Pick out every line in the data that contains the word "rabbit" and copy each one.
## Start
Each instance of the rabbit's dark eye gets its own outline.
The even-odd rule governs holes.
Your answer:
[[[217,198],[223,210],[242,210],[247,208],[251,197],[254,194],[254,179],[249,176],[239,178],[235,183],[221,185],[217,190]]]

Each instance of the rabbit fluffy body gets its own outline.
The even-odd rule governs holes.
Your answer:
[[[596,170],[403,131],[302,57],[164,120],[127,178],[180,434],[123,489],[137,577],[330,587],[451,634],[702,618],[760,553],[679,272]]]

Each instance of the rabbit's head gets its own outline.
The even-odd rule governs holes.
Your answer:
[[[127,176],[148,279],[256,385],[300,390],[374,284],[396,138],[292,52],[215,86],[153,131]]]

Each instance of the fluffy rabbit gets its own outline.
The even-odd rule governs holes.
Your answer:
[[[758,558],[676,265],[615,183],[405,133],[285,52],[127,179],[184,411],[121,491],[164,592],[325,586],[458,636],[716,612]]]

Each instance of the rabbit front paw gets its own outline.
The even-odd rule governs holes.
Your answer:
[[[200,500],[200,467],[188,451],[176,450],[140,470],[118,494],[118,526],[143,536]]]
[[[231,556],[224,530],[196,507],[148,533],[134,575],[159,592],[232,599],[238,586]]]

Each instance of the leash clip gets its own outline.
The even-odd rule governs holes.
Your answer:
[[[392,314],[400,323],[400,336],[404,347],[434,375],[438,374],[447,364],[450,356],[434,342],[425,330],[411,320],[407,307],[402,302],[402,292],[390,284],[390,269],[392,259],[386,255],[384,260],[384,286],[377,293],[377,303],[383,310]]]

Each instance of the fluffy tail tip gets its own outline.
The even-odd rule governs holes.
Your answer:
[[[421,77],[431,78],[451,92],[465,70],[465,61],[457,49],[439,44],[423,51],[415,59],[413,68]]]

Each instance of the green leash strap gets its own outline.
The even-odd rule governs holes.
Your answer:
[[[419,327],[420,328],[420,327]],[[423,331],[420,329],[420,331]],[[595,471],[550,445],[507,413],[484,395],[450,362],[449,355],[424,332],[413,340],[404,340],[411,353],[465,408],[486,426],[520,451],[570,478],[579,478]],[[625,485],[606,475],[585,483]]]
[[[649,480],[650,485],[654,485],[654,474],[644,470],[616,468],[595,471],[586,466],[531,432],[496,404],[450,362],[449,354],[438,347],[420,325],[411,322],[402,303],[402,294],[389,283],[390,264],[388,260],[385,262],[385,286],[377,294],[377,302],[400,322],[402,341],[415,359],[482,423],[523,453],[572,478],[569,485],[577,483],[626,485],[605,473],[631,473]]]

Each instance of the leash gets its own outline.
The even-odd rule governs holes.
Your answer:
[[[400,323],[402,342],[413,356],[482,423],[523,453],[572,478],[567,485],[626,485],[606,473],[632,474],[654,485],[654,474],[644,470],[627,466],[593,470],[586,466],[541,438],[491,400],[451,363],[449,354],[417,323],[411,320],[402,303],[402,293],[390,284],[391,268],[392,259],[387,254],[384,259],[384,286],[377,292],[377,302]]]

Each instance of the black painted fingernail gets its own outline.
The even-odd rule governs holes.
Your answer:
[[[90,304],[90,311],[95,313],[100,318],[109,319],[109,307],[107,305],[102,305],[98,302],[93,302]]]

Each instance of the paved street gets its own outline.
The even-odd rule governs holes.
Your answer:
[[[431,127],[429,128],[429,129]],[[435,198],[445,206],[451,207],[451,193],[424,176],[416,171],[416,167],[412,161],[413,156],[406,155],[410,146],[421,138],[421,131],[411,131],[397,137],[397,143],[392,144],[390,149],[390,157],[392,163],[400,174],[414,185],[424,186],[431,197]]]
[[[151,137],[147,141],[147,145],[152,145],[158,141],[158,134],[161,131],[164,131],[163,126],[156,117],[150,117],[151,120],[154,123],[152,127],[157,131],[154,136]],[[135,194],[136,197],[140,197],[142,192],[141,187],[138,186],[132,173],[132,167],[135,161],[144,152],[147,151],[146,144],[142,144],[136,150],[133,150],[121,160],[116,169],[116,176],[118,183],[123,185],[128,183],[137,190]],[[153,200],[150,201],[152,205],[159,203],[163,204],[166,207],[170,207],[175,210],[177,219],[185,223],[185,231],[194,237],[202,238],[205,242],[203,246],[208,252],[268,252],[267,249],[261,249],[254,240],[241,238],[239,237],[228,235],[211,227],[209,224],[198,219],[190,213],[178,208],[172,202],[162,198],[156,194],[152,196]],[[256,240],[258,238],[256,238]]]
## End
**The reply**
Each instance of the rabbit's dark eye gets its own outline.
Each instance of the rabbit fluffy body gets its own outline.
Each instance of the rabbit's head gets its own outline.
Each instance of the fluffy rabbit gets its own outline.
Each instance of the rabbit front paw gets its own outline.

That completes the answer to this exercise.